#### [Dataset records]
◆ ◆ ◆ ◆ ◆ ◆ ◆

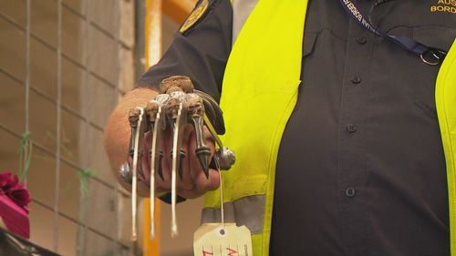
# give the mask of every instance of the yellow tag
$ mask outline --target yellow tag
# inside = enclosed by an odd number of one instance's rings
[[[185,20],[182,26],[181,26],[181,29],[179,29],[179,32],[184,33],[187,29],[193,26],[193,24],[195,24],[206,12],[208,5],[208,0],[202,0],[201,4],[198,5],[198,6],[192,12],[192,14],[190,14],[187,20]]]
[[[194,256],[252,256],[252,237],[235,223],[202,224],[193,236]]]

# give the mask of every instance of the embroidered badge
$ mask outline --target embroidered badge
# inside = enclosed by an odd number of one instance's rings
[[[456,14],[456,0],[438,0],[436,5],[430,6],[430,12]]]
[[[189,28],[191,28],[207,11],[208,6],[209,6],[208,0],[201,1],[200,5],[198,5],[198,6],[194,8],[194,10],[190,14],[187,20],[185,20],[185,22],[182,24],[181,29],[179,29],[179,32],[184,33]]]

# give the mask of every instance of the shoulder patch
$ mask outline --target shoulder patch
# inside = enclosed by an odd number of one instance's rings
[[[202,0],[201,3],[198,5],[198,6],[196,6],[193,9],[193,11],[190,14],[189,17],[182,24],[182,26],[179,29],[179,32],[181,32],[181,34],[187,31],[189,28],[191,28],[202,16],[202,15],[204,15],[204,13],[208,9],[208,6],[209,6],[209,1]]]

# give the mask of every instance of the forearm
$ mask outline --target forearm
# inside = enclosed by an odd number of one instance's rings
[[[158,92],[149,88],[137,88],[127,93],[111,113],[105,126],[103,145],[108,154],[111,170],[119,182],[128,190],[130,185],[125,182],[119,174],[119,169],[127,160],[130,138],[129,111],[135,107],[145,107],[147,102]],[[140,195],[147,195],[147,188],[140,188]],[[144,190],[144,191],[143,191]]]

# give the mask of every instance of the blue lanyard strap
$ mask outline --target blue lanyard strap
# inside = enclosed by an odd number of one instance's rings
[[[381,31],[377,26],[375,26],[370,20],[370,14],[378,5],[385,4],[387,2],[395,0],[377,0],[374,2],[370,8],[368,18],[366,19],[366,15],[363,14],[362,10],[358,6],[358,5],[351,0],[339,0],[340,4],[347,11],[347,13],[362,27],[368,29],[371,33],[381,36],[389,41],[391,41],[399,45],[403,49],[419,56],[421,60],[429,65],[439,65],[443,61],[446,56],[444,50],[430,47],[423,45],[418,41],[410,39],[406,36],[398,36],[394,35],[389,35]]]

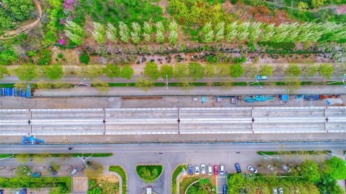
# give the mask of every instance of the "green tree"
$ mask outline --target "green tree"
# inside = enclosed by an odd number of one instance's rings
[[[309,181],[316,183],[320,180],[320,173],[317,164],[310,159],[305,160],[300,165],[300,175],[302,177]]]
[[[6,67],[0,66],[0,79],[3,79],[4,75],[10,75]]]
[[[230,66],[230,77],[240,77],[244,73],[243,66],[240,64],[233,64]]]
[[[206,64],[204,68],[204,76],[209,78],[215,77],[215,70],[212,64]]]
[[[52,66],[44,67],[44,75],[49,79],[60,79],[64,74],[62,66],[60,64],[55,64]]]
[[[174,66],[174,78],[181,79],[188,76],[188,66],[185,64],[176,64]]]
[[[273,75],[273,68],[271,66],[264,64],[260,68],[260,74],[264,76]]]
[[[149,77],[138,77],[136,82],[136,87],[141,88],[145,92],[147,91],[147,90],[154,86],[155,86],[155,83]]]
[[[168,79],[172,78],[173,77],[173,66],[170,65],[163,65],[160,69],[160,74],[162,78],[165,78],[166,75]]]
[[[199,63],[189,63],[188,75],[194,81],[204,76],[204,67]]]
[[[329,64],[321,64],[318,67],[318,73],[324,78],[329,79],[334,73],[334,68]]]
[[[230,68],[228,64],[221,64],[216,66],[216,72],[219,77],[228,77],[230,75]]]
[[[330,167],[329,174],[336,180],[346,179],[346,166],[345,161],[337,157],[333,157],[325,161],[325,164]]]
[[[134,75],[134,69],[129,66],[125,66],[121,68],[120,76],[122,78],[130,79]]]
[[[37,66],[33,64],[24,64],[15,69],[17,76],[22,81],[31,81],[37,75]]]
[[[144,67],[143,75],[147,77],[156,80],[160,77],[160,71],[155,62],[148,62]]]
[[[113,80],[114,77],[120,77],[120,68],[118,65],[106,64],[106,66],[103,68],[103,73],[107,77]]]
[[[104,171],[102,165],[95,162],[88,162],[88,167],[84,168],[84,173],[89,179],[95,179],[100,177]]]
[[[295,77],[300,76],[301,73],[300,68],[297,64],[290,64],[286,72],[288,75]]]

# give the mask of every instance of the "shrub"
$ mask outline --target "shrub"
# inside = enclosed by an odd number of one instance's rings
[[[89,61],[90,58],[88,55],[88,53],[85,50],[83,50],[82,55],[80,57],[80,61],[84,65],[87,65],[89,64]]]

◆ ◆ ◆ ◆ ◆ ◆ ◆

#### [SHORT PROBLEM]
Leaving aside the images, write out the entries above word for word.

#### [THE RESULT]
# give the mask of every instance of the yellow tag
$ mask outline --target yellow tag
# inside = enclosed by an odd number of one instance's rings
[[[185,20],[182,26],[181,26],[181,29],[179,29],[179,32],[184,33],[187,29],[193,26],[193,24],[195,24],[206,12],[208,5],[208,0],[202,0],[201,4],[198,5],[198,6],[192,12],[192,14],[190,14],[187,20]]]
[[[194,256],[252,256],[252,237],[235,223],[202,224],[193,236]]]

# give the mask of every instance of the embroidered badge
$ mask outline --target embroidered badge
# inside = enclosed by an odd number of one instance's rings
[[[456,14],[456,0],[438,0],[436,5],[430,6],[430,12]]]
[[[189,28],[191,28],[207,11],[208,6],[209,6],[208,0],[201,1],[200,5],[198,5],[198,6],[194,8],[194,10],[190,14],[187,20],[185,20],[185,22],[182,24],[181,29],[179,29],[179,32],[184,33]]]

# give the mask of every instance of the shoulder patch
$ mask outline --target shoulder patch
# inside = enclosed by an odd number of one instance's rings
[[[202,0],[201,3],[198,5],[198,6],[196,6],[193,9],[193,11],[190,14],[189,17],[182,24],[182,26],[179,29],[179,32],[181,32],[181,34],[187,31],[189,28],[191,28],[202,16],[202,15],[204,15],[204,13],[208,9],[208,6],[209,6],[209,1]]]

# give the mask of every instance of the forearm
$ mask outline --target forearm
# inside = enclosed by an odd number of one instance's rings
[[[158,92],[149,88],[137,88],[127,93],[111,113],[105,126],[103,145],[108,154],[111,170],[119,182],[128,190],[130,185],[125,182],[119,174],[119,169],[127,160],[130,138],[129,111],[135,107],[145,107],[147,102]],[[140,195],[147,195],[147,188],[140,188]],[[144,190],[144,191],[143,191]]]

# give the mask of every instance of the blue lanyard strap
$ mask outline --target blue lanyard strap
# inside = enclosed by an odd number of one instance's rings
[[[381,31],[377,26],[375,26],[370,20],[370,14],[378,5],[385,4],[387,2],[395,0],[377,0],[374,2],[370,8],[368,18],[366,19],[366,15],[363,14],[362,10],[358,6],[358,5],[351,0],[339,0],[340,4],[347,11],[347,13],[362,27],[368,29],[371,33],[381,36],[389,41],[391,41],[399,45],[403,49],[419,56],[421,60],[429,65],[439,65],[443,61],[446,56],[444,50],[430,47],[423,45],[418,41],[410,39],[406,36],[398,36],[394,35],[389,35]]]

# give the mask of every instance of the "green tree"
$ mask outline --target "green tree"
# inside = enclosed by an odd number of one instance's rings
[[[309,181],[316,183],[320,180],[320,173],[317,164],[310,159],[305,160],[300,165],[300,175],[302,177]]]
[[[6,67],[0,66],[0,79],[3,79],[4,75],[10,75]]]
[[[230,66],[230,77],[240,77],[244,73],[243,66],[240,64],[233,64]]]
[[[206,64],[204,68],[204,76],[209,78],[215,77],[215,70],[212,64]]]
[[[52,66],[44,67],[44,75],[49,79],[60,79],[64,74],[62,66],[60,64],[55,64]]]
[[[174,66],[174,78],[181,79],[188,76],[188,66],[185,64],[176,64]]]
[[[273,75],[273,68],[271,66],[264,64],[260,68],[260,74],[264,76]]]
[[[149,77],[138,77],[136,82],[136,87],[141,88],[145,92],[147,91],[147,90],[154,86],[155,86],[155,83]]]
[[[168,79],[172,78],[173,77],[173,66],[170,65],[163,65],[160,69],[160,74],[162,78],[165,78],[166,75]]]
[[[199,63],[189,63],[188,75],[194,81],[204,76],[204,67]]]
[[[329,64],[321,64],[318,67],[318,73],[324,78],[329,79],[334,73],[334,68]]]
[[[230,68],[228,64],[221,64],[216,66],[216,72],[219,77],[228,77],[230,75]]]
[[[330,167],[329,174],[336,180],[346,179],[346,166],[345,161],[337,157],[333,157],[325,161],[325,164]]]
[[[134,75],[134,69],[129,66],[125,66],[121,68],[120,76],[122,78],[130,79]]]
[[[37,66],[33,64],[24,64],[15,69],[17,76],[22,81],[31,81],[37,75]]]
[[[144,67],[143,75],[147,77],[156,80],[160,77],[160,71],[155,62],[148,62]]]
[[[113,80],[114,77],[120,77],[120,68],[118,65],[106,64],[106,66],[103,68],[103,73],[107,77]]]
[[[104,171],[102,165],[95,162],[88,162],[88,167],[84,168],[84,173],[89,179],[95,179],[100,177]]]
[[[295,77],[300,76],[301,73],[300,68],[297,64],[290,64],[286,72],[288,75]]]

# give the mask of every instance of the "shrub"
$ mask outline --target "shrub"
# inside = enclosed by an odd number of one instance's rings
[[[89,61],[90,58],[88,55],[88,53],[85,50],[83,50],[82,55],[80,57],[80,61],[84,65],[87,65],[89,64]]]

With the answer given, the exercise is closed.